Is Rio’s cost-cutting good for shareholders?

Since January, when current CEO Sam Walsh replaced Tom Albanese, Rio Tinto (ASX: RIO) has been on a mission to cut costs and make the business profitable.

In the face of lower commodity prices, reduced demand and increased competition Rio’s new CEO has his work cut out for him. The last annual report showed that the company recorded $US14 billion worth of impairments and a $3 billion net loss.

Since then, Mr Walsh has been actively cutting costs through sales or divestments but it hasn’t been as easy as hoped. In the US, Rio sold its Eagle project and today it was announced it sold its two money-losing aluminum businesses to French utility company Electricite de France and Germany’s Trimet for an undisclosed amount. Jacynthe Cote, the CEO of Rio’s aluminum division said “the sale of these facilities underscores our strategy to streamline Rio Tinto Alcan, through the divestment of non-core assets, so that it is focused only on our lowest cost businesses”.

This follows a decision by the company to retain its diamond business, which proved too hard to sell, but Rio will be hoping for better luck with other sales. Rio’s Canadian operations are estimated to be worth $4 billion and have had a number of suitors show interest in the past month.

## Data for review
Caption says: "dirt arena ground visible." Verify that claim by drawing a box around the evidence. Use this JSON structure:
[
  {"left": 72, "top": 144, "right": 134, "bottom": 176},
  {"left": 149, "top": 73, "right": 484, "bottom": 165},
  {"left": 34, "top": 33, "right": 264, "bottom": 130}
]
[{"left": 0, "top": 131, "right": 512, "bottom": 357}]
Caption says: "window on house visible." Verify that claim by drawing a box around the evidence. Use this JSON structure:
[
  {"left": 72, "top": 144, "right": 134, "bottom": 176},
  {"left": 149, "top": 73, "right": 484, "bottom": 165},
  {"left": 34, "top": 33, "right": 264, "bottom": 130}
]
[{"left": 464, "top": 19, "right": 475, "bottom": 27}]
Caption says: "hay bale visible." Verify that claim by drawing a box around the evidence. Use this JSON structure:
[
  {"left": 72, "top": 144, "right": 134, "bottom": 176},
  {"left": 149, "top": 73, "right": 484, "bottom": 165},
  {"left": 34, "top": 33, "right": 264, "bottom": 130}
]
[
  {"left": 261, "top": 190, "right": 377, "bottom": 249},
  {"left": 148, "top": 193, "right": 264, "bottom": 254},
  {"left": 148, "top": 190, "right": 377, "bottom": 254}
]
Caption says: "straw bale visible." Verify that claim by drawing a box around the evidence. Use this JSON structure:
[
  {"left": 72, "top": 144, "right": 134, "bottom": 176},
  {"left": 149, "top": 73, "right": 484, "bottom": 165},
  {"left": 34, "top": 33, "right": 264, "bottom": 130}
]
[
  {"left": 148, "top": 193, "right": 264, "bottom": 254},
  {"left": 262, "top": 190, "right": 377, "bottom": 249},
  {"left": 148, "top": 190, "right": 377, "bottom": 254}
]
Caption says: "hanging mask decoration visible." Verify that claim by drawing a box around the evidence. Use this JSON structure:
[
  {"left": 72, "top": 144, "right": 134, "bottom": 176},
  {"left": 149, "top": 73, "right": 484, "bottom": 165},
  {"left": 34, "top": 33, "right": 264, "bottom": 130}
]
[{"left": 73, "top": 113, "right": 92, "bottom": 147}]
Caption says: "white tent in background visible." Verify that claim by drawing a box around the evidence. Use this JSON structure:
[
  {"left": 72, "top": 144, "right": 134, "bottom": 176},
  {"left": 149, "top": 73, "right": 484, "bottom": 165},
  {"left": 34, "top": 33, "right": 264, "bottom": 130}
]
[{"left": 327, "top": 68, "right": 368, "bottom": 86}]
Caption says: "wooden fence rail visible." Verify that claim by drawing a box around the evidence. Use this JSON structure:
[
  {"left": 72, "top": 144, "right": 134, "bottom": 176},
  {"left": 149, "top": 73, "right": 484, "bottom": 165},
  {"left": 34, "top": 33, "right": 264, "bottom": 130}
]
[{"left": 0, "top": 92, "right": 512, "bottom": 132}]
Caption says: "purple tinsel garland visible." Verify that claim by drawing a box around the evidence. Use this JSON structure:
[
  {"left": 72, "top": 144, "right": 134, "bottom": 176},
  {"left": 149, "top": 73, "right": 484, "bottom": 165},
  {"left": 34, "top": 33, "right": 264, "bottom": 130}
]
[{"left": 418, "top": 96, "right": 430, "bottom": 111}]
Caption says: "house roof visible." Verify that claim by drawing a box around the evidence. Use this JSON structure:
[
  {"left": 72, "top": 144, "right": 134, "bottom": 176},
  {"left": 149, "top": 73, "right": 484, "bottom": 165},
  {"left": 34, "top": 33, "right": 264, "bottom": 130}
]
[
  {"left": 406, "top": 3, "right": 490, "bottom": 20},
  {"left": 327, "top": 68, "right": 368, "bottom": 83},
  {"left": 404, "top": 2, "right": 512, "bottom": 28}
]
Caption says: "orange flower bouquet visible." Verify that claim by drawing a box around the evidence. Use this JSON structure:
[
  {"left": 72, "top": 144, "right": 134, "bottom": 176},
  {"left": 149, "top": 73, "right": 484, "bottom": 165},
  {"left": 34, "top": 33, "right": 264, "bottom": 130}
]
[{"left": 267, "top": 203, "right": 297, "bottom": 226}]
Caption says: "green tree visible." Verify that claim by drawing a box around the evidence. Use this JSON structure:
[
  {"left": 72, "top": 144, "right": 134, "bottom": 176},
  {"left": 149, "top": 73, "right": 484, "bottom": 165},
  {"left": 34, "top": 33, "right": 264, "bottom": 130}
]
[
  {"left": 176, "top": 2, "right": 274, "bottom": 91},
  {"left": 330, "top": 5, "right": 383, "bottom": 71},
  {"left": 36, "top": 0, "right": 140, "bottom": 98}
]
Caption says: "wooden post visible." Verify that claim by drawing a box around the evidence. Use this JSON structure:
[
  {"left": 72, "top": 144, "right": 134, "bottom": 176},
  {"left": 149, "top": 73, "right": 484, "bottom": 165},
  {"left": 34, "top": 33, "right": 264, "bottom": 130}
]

## Exercise instructions
1) Echo the Rio Tinto article between "Since January, when" and "billion net loss.", inclusive.
2) Using the Rio Tinto article, decide whether each statement is true, answering yes or no and quoting the deciding words: (a) Sam Walsh took over as CEO from Tom Albanese in January. (b) Rio Tinto sold its diamond business. (c) The last annual report showed a $3 billion net loss.
The entries have no role in this work.

## Your written answers
1)
Since January, when current CEO Sam Walsh replaced Tom Albanese, Rio Tinto (ASX: RIO) has been on a mission to cut costs and make the business profitable.

In the face of lower commodity prices, reduced demand and increased competition Rio’s new CEO has his work cut out for him. The last annual report showed that the company recorded $US14 billion worth of impairments and a $3 billion net loss.

2)
(a) Yes: "Since January, when current CEO Sam Walsh replaced Tom Albanese"
(b) No: "a decision by the company to retain its diamond business, which proved too hard to sell"
(c) Yes: "$US14 billion worth of impairments and a $3 billion net loss"